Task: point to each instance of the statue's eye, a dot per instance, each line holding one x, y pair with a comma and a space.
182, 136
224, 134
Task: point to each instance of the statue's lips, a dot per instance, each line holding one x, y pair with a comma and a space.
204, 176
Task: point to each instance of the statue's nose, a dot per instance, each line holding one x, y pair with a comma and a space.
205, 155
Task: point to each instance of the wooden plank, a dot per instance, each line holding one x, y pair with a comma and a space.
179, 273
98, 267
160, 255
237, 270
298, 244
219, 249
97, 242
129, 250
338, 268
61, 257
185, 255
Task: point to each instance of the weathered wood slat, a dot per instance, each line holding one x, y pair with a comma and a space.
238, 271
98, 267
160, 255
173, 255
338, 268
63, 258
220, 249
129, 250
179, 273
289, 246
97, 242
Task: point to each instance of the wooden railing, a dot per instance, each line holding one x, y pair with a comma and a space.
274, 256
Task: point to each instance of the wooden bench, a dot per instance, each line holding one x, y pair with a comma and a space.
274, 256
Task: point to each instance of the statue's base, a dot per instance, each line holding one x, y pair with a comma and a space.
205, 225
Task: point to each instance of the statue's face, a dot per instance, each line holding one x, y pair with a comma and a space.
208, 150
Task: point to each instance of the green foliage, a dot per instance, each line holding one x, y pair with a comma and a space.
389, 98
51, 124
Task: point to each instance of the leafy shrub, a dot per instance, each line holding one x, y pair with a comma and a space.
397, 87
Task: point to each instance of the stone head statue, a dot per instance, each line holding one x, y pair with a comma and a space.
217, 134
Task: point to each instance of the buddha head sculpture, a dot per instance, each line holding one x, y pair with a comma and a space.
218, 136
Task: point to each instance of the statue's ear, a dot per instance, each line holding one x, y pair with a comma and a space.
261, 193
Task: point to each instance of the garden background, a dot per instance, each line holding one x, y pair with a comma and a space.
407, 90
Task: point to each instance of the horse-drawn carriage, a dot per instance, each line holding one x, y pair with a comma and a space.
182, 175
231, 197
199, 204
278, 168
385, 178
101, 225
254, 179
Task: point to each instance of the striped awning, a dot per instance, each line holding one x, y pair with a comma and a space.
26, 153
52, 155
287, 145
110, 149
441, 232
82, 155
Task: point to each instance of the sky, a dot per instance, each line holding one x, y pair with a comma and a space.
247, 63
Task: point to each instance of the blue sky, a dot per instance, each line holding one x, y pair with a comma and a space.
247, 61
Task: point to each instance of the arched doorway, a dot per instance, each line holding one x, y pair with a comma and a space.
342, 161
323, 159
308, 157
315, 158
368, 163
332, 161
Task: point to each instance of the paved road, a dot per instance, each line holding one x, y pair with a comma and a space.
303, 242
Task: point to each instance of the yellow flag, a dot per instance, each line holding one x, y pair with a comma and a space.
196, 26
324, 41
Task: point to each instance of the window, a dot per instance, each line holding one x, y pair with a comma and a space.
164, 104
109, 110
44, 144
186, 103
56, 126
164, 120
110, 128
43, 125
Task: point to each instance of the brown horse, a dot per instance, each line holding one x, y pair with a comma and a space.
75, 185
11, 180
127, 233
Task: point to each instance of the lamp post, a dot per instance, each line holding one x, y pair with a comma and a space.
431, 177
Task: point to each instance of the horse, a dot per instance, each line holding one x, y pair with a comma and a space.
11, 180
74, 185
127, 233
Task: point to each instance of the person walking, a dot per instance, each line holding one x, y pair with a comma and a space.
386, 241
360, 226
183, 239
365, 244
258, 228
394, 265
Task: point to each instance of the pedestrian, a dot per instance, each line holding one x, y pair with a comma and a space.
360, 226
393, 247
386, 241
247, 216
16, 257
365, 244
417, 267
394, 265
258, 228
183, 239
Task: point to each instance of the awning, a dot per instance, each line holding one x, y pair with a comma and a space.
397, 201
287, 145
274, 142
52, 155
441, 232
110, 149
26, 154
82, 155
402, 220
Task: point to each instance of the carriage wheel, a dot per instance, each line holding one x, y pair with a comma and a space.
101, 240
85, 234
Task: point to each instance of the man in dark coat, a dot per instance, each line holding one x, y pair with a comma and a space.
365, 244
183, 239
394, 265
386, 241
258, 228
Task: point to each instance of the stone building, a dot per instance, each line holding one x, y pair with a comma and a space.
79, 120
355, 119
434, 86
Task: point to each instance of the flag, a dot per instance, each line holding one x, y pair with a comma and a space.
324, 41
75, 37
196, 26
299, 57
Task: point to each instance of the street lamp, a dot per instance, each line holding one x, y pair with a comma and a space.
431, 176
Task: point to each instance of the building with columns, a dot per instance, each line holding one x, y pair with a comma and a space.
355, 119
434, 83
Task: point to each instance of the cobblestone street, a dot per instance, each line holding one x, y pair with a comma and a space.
• • • •
▶ Exercise:
Each entry above is to be transcribed word for word.

▶ Exercise output:
Task: point to each instance of the statue's eye, a dot per instance, each line holding one x, y pair with a comma and a space.
182, 136
224, 134
Task: point to each instance of the statue's lips, a dot per instance, each line holding one x, y pair with a comma and a space.
204, 176
Task: point to each instance of the statue's nose, a dot per instance, each line holding one x, y pair with a comma and a space.
205, 155
Task: point to each instance of the wooden plank, a dot per instance, each line holding one x, y pair with a comma and a space.
179, 273
98, 267
160, 255
237, 270
298, 244
219, 249
97, 242
129, 250
338, 268
61, 257
185, 255
Task: point to each instance of the weathered wood slat, a dot per instance, each line holding one x, y pair with a comma and a space.
238, 271
98, 267
160, 255
173, 255
338, 268
63, 258
220, 249
129, 250
179, 273
289, 246
97, 242
Task: point to each instance of the wooden railing, a dot per instance, each line holding one x, y pair with a comma and a space.
274, 256
Task: point to each instance of the wooden bench, a dot per instance, each line holding one x, y pair with a comma and a space.
274, 256
Task: point to each instance of the statue's base, a dot per instance, each line holding one x, y pair with a comma and a space.
205, 225
Task: point to each instance of the statue's face, a dot per instance, each line holding one x, y pair with a comma and a space.
208, 150
Task: point to each instance of the green foliage, a dot per instance, each line holding one x, y pair with a comma and a space.
389, 98
51, 124
Task: point to each instance of the leafy shrub, a dot per instance, each line holding one x, y pair with a comma and a space.
397, 87
Task: point to each instance of the stone head statue, a dot per instance, each line holding one x, y pair with a comma and a space.
217, 134
Task: point to each instance of the buddha head sculpture, a dot per instance, each line holding one x, y pair with a comma and a space.
218, 136
Task: point to each instance of the statue's ear, a dot per instance, each line holding one x, y pair with a comma and a space.
261, 193
Task: point to each instance of the garden background, a dot per instance, each line holding one x, y pair with a comma and a space.
407, 90
Task: point to each instance of the horse-drawn carriage, a dot per instance, each line holding one x, y pair with a comma and a space.
182, 175
231, 197
199, 204
278, 168
385, 178
101, 225
254, 179
Task: point to each instance of the striped awning, a dot per instance, each line holding one x, y pair with a comma and a space.
26, 153
52, 155
287, 145
110, 149
441, 232
82, 155
Task: point to each instance of the sky, a dot per instance, each line holding one x, y pair with a comma and a space.
247, 63
Task: point to each instance of the blue sky, a dot per instance, each line holding one x, y pair with a comma and a space.
247, 61
Task: point to each instance of the arched doorway, a dot per instance, each line holding one x, y pair with a comma and a space.
342, 161
323, 159
308, 157
315, 158
368, 163
332, 161
Task: point to each instance of the paved road, a dot per instance, each line holding one x, y pair with a comma and a space.
303, 242
Task: point to each instance of the yellow flag, a dot per instance, each line holding one x, y pair with a comma and a space.
196, 26
324, 41
Task: point to each instance of the window, a dot per instance, each line holding one x, y pair with a comma and a space.
164, 104
109, 110
44, 144
186, 103
56, 126
164, 120
110, 128
43, 125
Task: point to each instance of the brown horse, a dot per instance, each line holding one x, y pair with a comma and a space.
75, 185
11, 180
127, 233
Task: point to each instance of the lamp post, a dot per instance, each line holding one x, y pair with a comma and a space.
431, 177
Task: point to each instance of the horse, a dot per instance, each line holding one x, y pair with a comma and a space.
11, 180
74, 185
127, 233
Task: point to each instance of the person walking, a dot per instance, each line holding one x, y pair with a comma and a space.
386, 241
360, 226
183, 239
365, 244
258, 228
394, 265
Task: point to each instance of the pedestrian, a dot per instance, each line holding one x, y pair with a comma and a space.
360, 226
393, 247
386, 241
247, 216
16, 257
365, 244
417, 267
394, 265
258, 228
183, 239
Task: point to each instance of the awning, a dot per instance, each line holding one x, y pair with a comma and a space.
397, 201
287, 145
274, 142
52, 155
441, 232
110, 149
26, 154
82, 155
402, 220
Task: point to each instance of the carriage wheel, a dot per instance, each line holding one x, y pair with a comma and a space.
101, 240
85, 234
Task: point to each instance of the man in dark coat, a dot per instance, each line holding one x, y pair with a comma and a space.
365, 244
183, 239
394, 265
386, 241
258, 228
Task: point to each instance of the stone building, a dot per instance, each line holding one x, y pair with a comma and a space.
79, 120
355, 119
434, 86
Task: point to each instance of the flag, a dot per instance, each line holding one x, y pair with a comma and a space.
324, 41
75, 37
196, 26
299, 57
Task: point to each instance of the street lamp, a dot per instance, each line holding one x, y pair with a comma and a space.
431, 176
Task: point to each instance of the building with columns, a dot per instance, each line holding one x, y pair with a comma and a space.
355, 119
434, 83
Task: point to each instance of the cobblestone street, a dot per instance, each line holding one x, y pair with a comma and a space.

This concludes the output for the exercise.